*** Source text

Hi,
I'm working on the power supply requirements for a signal conditioning system and I'm currently analyzing the impacts of power supply ripple on output error.
I'm doing my analysis based on a previous blog post (e2e.ti.com/.../my-amplifier-has-high-psrr-so-i-don-t-need-to-worry-about-supply-variation-right) but this post doesn't cover what happens when the noise signal frequency is greater than the closed loop bandwidth.
Here is an example:
The circuit above (simplified) is used for measuring the output current of a driver, which is driving an external load (R7). Considering that the power supply presents a 125 mV ripple and a switching frequency of 1 MHz, this would give:
OPA192 PSRR @ 1 MHz: ~23 dB
Vos = Vs/(10^(PSRR/20)) = 8.85 mV
The closed loop noise gain is:
Gcl = 1 + R6/R3 = 34.33
Therefore:
Vout = Vos * Gcl = 304 mV.

******

> Tasks to complete
A. Reproduce the part of the power supply ripple post starting with "I'm doing my" and going on through "closed loop bandwidth.".
B. According to the power supply ripple post, what is the PSRR of the OPA192 at 1 MHz?
C. Please extend the power supply ripple post from where it stops.

*** Supplied information

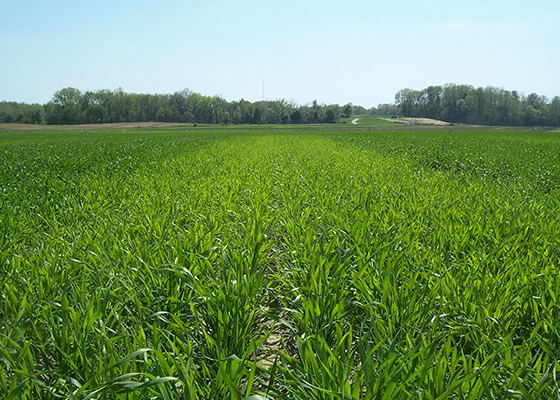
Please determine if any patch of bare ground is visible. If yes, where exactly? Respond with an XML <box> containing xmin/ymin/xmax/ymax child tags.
<box><xmin>0</xmin><ymin>122</ymin><xmax>192</xmax><ymax>131</ymax></box>
<box><xmin>381</xmin><ymin>117</ymin><xmax>450</xmax><ymax>126</ymax></box>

******

> Answers for this exercise
A.
I'm doing my analysis based on a previous blog post (e2e.ti.com/.../my-amplifier-has-high-psrr-so-i-don-t-need-to-worry-about-supply-variation-right) but this post doesn't cover what happens when the noise signal frequency is greater than the closed loop bandwidth.

B. About 23 dB.

C.
Considering that the output signal's valid range (Vout) is +-5V, this 304 mV corresponds to more than 3% of full scale.
However, the noise signal frequency is greater than the closed loop bandwidth, given by:
BWn = GBW/Gcl = 10/34.33 = 291 kHz.
What is the expect output error in this case?
My simulation results (figure below), shows the supply voltage (V(n002)), the load current and Vout. A 290 mV oscillation can be seen in Vout.
Are these results correct? Or there should be some attenuation due to the closed loop bandwidth?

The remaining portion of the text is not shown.